▶ _Texte fourni_
········
Fariza Chemakh est une artiste pluridisciplinaire d’exception : comédienne inspirée, critique de théâtre, poétesse engagée, professeure passionnée et plume percutante. Figure lumineuse de la scène culturelle algérienne, elle conjugue avec talent l’art, la parole et l’action.
Fariza Chemakh, : « La poésie, pour moi, n’est pas une forme mais une vibration. »
POÈTES SUR TOUS LES FRONTS
Par Lazhari Labter
Elle porte un prénom de pierre précieuse. Rare comme la Jadeite qui prend différentes couleurs, cette pierre fine connue pour sa rareté et sa beauté, mais ce serait plutôt dans sa forme Jade impérial de couleur vert émeraude.
Des différentes significations de son prénom qui vient de l’arabe, de « dame très sélective et exigeante » à « celle qui se distingue des autres », en passant par la fleur « freesia », qui se décline en de nombreuses couleurs vives et gaies, la signification qui lui va le mieux est « celle qui se distingue des autres.
Pierre précieuse rare et freesia tout à la fois, Fariza est née de l’art, avec l’art et pour l’art. Les arts, devrait-on dire, avec toutes leurs expressions, leurs formes, leurs musiques, leurs mots et leurs couleurs. La culture aussi, qu’elle cultive avec amour comme on prend soin des freesias. Et la beauté et la créativité.
C’est qu’une existence pleine pour elle, c’est déjà un acte de création. Et son existence, hormis les contraintes et les aléas du quotidien dont chaque personne aimerait se passer, consacrée à ses passions, est pleine comme un vase toujours sur le point de déborder.
Comédienne née pour le théâtre qu’elle n’a pas choisi, mais qui a jeté son dévolu sur elle comme si c’était écrit dans la poussière des étoiles des premiers instants de l’univers. Le quatrième art qu’elle tient pour un souffle divin.
« Dans l’obscurité vibrante du théâtre, l’esprit dionysiaque s’éveille, déchaînant une symphonie où le chaos devient exaltation. La scène, sanctuaire des âmes audacieuses, se fait l’écho de mondes invisibles, de rêves fous, de vérités à demi-murmurées. Ici, tout est possible : les frontières s’effacent, les masques tombent, et la lumière jaillit de l’ombre dans une danse brûlante et infinie.
········
▶ _Contenu des données_

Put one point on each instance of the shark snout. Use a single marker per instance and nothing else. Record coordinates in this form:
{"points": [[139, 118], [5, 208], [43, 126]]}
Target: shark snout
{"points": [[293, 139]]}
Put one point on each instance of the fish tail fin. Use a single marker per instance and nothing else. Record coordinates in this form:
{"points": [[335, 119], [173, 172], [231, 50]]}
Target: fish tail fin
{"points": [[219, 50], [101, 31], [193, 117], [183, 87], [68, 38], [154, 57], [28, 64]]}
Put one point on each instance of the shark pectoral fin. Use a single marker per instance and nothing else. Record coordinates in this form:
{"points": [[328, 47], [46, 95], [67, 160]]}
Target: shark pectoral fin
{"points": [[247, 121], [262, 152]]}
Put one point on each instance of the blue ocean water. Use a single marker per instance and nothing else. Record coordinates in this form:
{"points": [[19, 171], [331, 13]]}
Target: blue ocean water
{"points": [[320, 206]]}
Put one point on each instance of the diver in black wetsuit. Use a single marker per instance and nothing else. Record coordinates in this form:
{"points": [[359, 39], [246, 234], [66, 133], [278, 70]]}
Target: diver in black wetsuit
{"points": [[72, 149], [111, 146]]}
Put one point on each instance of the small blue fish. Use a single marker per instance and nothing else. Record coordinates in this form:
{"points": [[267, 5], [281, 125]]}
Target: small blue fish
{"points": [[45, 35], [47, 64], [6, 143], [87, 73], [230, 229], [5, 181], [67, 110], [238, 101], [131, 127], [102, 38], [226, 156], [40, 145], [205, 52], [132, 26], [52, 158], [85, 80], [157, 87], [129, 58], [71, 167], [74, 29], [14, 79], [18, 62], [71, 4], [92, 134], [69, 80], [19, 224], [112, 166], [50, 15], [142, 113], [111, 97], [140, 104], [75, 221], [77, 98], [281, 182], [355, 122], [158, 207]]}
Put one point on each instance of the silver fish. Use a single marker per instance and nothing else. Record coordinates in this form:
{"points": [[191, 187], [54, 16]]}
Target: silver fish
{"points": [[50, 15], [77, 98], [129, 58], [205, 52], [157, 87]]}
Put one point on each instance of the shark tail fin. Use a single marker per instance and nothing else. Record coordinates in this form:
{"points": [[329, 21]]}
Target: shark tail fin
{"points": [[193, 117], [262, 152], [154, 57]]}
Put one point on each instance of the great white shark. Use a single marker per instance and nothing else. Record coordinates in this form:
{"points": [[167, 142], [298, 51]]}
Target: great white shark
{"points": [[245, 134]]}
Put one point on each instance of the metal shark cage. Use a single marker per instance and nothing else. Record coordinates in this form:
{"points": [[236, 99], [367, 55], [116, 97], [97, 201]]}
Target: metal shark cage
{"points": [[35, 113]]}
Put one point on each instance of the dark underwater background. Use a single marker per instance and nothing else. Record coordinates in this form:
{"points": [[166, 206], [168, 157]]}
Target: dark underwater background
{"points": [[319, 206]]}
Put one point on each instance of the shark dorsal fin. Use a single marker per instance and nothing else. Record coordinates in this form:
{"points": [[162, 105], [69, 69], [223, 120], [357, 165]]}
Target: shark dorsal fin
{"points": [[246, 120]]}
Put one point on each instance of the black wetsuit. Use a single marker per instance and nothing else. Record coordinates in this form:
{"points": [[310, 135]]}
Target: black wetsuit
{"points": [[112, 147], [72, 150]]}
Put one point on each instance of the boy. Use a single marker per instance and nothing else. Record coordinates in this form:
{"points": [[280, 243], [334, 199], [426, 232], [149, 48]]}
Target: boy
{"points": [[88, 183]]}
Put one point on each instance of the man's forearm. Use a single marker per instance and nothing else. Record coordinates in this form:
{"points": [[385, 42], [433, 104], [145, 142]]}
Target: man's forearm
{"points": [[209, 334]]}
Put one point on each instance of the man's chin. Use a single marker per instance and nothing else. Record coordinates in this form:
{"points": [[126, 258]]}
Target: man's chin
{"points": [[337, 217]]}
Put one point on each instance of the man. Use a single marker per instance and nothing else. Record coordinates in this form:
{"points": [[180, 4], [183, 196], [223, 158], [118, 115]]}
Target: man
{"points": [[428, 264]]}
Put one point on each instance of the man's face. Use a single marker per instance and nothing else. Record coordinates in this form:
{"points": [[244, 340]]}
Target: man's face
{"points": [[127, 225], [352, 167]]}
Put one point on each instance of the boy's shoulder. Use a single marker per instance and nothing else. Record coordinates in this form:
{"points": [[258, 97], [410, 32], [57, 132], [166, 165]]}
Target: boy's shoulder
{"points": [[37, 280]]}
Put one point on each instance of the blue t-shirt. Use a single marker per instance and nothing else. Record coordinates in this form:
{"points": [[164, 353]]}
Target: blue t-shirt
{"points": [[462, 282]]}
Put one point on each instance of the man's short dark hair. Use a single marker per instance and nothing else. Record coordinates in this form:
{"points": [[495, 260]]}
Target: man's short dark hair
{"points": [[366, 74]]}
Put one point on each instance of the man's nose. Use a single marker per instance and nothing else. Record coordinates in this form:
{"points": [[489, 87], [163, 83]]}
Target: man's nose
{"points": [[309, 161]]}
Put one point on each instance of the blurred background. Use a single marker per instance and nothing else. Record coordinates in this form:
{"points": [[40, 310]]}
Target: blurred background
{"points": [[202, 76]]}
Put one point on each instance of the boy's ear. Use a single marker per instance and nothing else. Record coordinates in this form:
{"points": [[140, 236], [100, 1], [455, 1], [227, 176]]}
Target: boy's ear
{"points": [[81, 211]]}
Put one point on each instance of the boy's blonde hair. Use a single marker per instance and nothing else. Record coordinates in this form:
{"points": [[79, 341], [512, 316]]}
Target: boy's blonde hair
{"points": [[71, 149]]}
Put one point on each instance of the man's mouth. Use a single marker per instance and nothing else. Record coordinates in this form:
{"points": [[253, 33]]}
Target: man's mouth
········
▶ _Tâches à réaliser_
**a.** Traduisez en anglais cette phrase du portrait de Fariza Chemakh : « Figure lumineuse de la scène culturelle algérienne, elle conjugue avec talent l’art, la parole et l’action. »
**b.** Dans le portrait de Fariza Chemakh, recopiez le passage allant de « Fariza Chemakh est » jusqu’à « parole et l’action. » en substituant « metteuse en scène » à « critique de théâtre ».
**c.** Dans le portrait de Fariza Chemakh, présentez sous forme de liste le paragraphe qui commence par « Pierre précieuse rare et freesia tout à la fois », en gardant ses faits principaux.

▶ _Résultats par tâche_
**a.** A luminous figure of the Algerian cultural scene, she skillfully combines art, speech, and action.

**b.**
Fariza Chemakh est une artiste pluridisciplinaire d’exception : comédienne inspirée, metteuse en scène, poétesse engagée, professeure passionnée et plume percutante. Figure lumineuse de la scène culturelle algérienne, elle conjugue avec talent l’art, la parole et l’action.

**c.**
- Fariza est à la fois une pierre précieuse rare et un freesia.
- Elle est née de l’art, avec l’art et pour l’art, ou plutôt des arts, avec toutes leurs expressions, leurs formes, leurs musiques, leurs mots et leurs couleurs.
- Elle cultive la culture avec amour, comme on prend soin des freesias.
- La beauté et la créativité font aussi partie de ce qu’elle cultive.